**YOUR TASK:**
This exercise calls for the line with "interior door, one point per instance", the line with "point(139, 11)", and all lines between them in the material below, output exactly and with no other lines.
▬▬▬▬▬▬
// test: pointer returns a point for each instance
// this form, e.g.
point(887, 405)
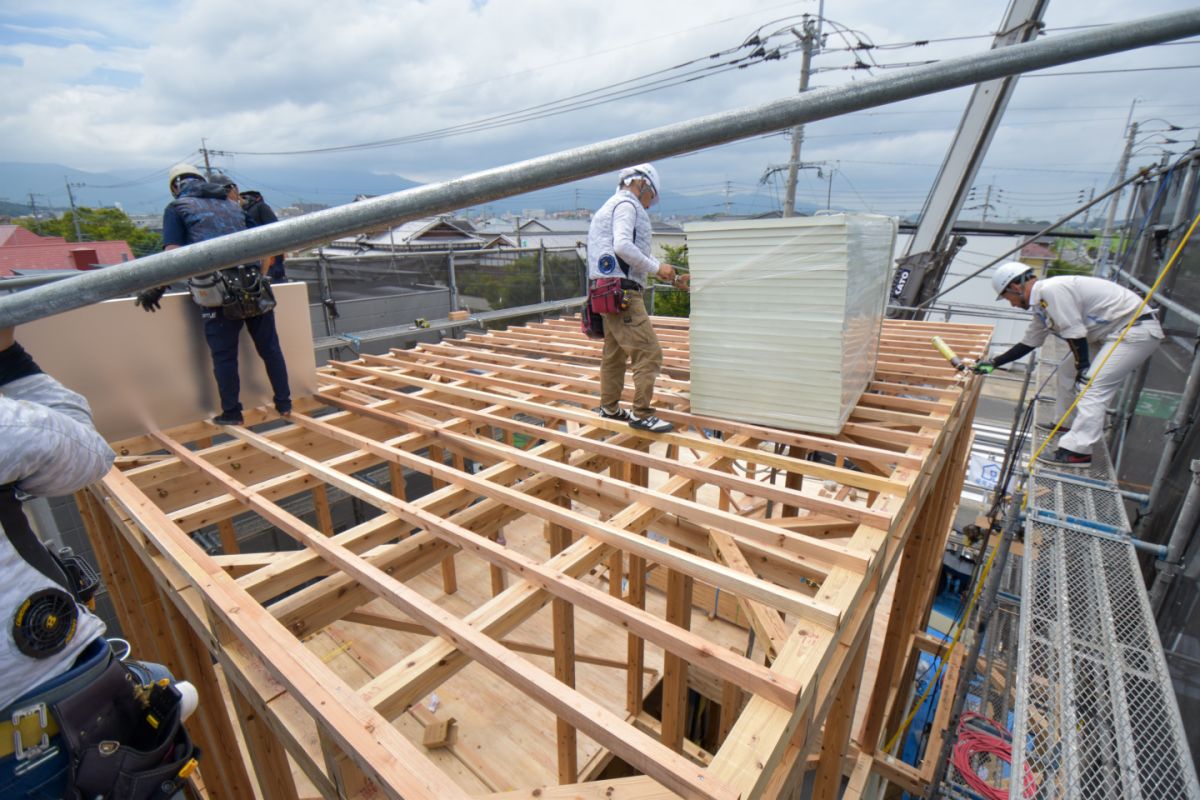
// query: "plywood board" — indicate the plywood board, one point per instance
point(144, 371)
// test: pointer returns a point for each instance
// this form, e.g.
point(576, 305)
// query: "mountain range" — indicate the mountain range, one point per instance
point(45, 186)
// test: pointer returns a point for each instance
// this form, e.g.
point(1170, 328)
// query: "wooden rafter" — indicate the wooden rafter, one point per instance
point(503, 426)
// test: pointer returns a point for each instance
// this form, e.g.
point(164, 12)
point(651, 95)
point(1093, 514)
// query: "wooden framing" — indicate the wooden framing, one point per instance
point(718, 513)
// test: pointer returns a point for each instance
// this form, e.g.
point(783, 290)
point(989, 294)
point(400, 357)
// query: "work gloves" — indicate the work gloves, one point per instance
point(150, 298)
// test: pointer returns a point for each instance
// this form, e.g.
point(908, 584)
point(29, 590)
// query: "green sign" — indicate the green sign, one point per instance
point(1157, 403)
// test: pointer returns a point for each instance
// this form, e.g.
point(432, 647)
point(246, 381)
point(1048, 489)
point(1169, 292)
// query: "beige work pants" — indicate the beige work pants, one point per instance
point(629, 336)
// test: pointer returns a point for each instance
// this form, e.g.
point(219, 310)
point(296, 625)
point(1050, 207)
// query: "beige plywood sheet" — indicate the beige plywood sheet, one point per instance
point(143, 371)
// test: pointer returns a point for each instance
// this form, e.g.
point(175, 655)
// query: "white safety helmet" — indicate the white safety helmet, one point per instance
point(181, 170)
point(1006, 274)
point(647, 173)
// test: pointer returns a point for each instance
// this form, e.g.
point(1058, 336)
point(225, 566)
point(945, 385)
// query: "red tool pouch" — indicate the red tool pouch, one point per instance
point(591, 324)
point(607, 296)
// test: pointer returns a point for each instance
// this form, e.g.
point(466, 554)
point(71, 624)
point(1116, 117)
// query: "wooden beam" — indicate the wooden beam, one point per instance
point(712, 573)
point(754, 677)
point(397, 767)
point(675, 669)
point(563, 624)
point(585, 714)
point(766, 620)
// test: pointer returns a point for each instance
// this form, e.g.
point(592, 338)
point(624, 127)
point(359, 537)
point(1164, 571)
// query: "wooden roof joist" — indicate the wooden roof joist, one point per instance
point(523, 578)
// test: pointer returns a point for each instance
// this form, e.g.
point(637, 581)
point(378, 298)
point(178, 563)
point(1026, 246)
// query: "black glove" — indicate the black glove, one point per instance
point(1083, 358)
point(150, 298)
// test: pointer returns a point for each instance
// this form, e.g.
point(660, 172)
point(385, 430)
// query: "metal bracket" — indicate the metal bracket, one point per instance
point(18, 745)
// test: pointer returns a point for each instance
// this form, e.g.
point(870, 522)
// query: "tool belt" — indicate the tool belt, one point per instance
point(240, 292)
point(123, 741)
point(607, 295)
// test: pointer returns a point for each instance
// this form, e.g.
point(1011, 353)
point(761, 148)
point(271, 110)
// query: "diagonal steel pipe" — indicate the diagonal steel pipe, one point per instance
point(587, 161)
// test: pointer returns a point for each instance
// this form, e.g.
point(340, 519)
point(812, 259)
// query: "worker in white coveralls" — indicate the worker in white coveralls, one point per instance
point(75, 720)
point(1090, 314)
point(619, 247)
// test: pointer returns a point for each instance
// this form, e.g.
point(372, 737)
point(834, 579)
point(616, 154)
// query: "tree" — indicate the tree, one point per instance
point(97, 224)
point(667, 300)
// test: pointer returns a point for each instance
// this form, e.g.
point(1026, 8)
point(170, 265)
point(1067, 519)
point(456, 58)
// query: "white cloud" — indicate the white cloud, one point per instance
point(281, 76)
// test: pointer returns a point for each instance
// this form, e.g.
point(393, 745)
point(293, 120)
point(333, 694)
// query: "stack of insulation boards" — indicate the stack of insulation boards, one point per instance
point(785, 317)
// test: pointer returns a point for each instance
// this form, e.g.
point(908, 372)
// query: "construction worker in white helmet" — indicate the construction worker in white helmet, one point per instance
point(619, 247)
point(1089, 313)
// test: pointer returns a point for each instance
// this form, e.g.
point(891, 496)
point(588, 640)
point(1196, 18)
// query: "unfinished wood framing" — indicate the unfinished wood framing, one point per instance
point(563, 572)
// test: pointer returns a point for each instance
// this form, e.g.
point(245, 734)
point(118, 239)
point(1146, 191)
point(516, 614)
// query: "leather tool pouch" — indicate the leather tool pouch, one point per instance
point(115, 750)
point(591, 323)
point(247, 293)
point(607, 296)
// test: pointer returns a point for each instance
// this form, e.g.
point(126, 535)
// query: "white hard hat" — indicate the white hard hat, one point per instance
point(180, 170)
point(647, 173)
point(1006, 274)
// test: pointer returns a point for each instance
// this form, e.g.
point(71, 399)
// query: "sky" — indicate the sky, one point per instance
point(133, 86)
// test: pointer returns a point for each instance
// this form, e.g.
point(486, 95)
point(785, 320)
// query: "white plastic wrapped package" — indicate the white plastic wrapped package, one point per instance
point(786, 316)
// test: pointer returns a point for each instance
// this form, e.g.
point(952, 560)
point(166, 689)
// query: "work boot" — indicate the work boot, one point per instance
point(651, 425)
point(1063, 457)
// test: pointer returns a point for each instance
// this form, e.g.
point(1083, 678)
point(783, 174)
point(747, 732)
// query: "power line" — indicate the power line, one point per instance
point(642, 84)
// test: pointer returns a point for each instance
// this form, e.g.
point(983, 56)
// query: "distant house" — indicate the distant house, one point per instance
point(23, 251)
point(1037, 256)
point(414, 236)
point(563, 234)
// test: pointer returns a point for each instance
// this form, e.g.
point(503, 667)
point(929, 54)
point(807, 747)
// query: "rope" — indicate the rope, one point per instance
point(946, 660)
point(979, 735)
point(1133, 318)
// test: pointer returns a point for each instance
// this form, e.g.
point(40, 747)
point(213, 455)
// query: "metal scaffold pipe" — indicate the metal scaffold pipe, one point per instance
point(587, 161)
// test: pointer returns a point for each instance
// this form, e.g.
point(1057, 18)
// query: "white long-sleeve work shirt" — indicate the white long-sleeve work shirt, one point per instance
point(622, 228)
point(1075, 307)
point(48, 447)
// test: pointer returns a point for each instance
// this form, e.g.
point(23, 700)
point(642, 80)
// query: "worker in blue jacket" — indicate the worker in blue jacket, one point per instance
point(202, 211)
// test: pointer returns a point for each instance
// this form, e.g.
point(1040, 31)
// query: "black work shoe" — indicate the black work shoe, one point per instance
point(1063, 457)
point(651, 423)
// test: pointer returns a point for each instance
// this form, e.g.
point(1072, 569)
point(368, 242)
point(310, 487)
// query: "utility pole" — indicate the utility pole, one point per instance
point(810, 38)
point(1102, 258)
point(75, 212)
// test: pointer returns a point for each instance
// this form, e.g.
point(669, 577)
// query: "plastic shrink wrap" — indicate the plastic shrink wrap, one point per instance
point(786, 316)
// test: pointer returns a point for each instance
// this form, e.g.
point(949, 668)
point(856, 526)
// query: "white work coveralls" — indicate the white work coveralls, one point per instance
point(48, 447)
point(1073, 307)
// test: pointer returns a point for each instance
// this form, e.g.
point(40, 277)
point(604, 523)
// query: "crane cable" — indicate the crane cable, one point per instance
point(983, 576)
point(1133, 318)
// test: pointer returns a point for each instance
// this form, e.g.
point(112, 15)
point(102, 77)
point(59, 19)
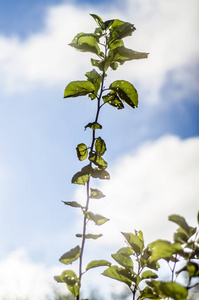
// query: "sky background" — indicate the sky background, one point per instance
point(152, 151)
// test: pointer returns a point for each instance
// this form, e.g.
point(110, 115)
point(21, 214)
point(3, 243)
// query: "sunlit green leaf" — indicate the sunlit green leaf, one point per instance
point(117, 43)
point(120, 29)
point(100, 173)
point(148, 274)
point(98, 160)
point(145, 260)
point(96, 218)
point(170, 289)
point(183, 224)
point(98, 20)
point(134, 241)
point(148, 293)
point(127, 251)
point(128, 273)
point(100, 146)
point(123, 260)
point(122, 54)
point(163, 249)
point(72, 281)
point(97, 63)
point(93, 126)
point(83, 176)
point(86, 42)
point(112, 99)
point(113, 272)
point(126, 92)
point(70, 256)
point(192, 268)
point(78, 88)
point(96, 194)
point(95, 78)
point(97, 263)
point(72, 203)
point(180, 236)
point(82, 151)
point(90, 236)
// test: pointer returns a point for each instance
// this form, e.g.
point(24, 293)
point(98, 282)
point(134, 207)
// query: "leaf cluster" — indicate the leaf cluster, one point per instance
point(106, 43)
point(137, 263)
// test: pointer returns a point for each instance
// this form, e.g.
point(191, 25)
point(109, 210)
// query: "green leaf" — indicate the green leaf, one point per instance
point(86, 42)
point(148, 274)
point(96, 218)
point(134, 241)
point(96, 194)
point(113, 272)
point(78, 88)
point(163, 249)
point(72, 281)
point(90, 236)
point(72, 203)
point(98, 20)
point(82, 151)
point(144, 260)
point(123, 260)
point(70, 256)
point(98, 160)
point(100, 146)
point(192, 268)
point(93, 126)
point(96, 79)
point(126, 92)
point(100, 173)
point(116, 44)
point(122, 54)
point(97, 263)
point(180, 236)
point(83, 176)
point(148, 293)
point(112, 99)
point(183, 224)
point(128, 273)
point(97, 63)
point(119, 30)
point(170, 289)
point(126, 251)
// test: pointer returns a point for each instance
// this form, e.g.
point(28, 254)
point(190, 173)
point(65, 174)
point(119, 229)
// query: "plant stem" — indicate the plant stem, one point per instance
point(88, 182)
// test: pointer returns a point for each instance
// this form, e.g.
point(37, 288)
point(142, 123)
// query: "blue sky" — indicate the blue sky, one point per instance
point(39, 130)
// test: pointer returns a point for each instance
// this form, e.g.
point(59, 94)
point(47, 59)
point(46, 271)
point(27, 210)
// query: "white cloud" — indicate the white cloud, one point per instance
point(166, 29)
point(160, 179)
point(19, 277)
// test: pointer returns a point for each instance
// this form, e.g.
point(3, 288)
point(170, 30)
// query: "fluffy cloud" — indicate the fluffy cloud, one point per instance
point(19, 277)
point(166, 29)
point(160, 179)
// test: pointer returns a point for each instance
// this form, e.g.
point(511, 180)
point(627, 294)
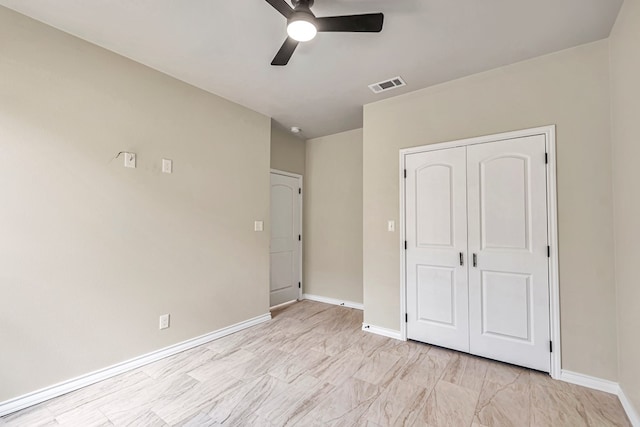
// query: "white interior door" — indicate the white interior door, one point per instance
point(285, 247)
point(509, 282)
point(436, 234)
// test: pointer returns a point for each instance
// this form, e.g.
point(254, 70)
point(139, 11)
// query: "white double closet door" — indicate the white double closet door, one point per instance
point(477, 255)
▬▬▬▬▬▬
**EXERCISE ANSWER:**
// query: "white interior door" — indicate the white interior door, one point per instance
point(285, 247)
point(509, 282)
point(436, 234)
// test: pointer returns a point for each instance
// this form, e.g.
point(254, 70)
point(139, 11)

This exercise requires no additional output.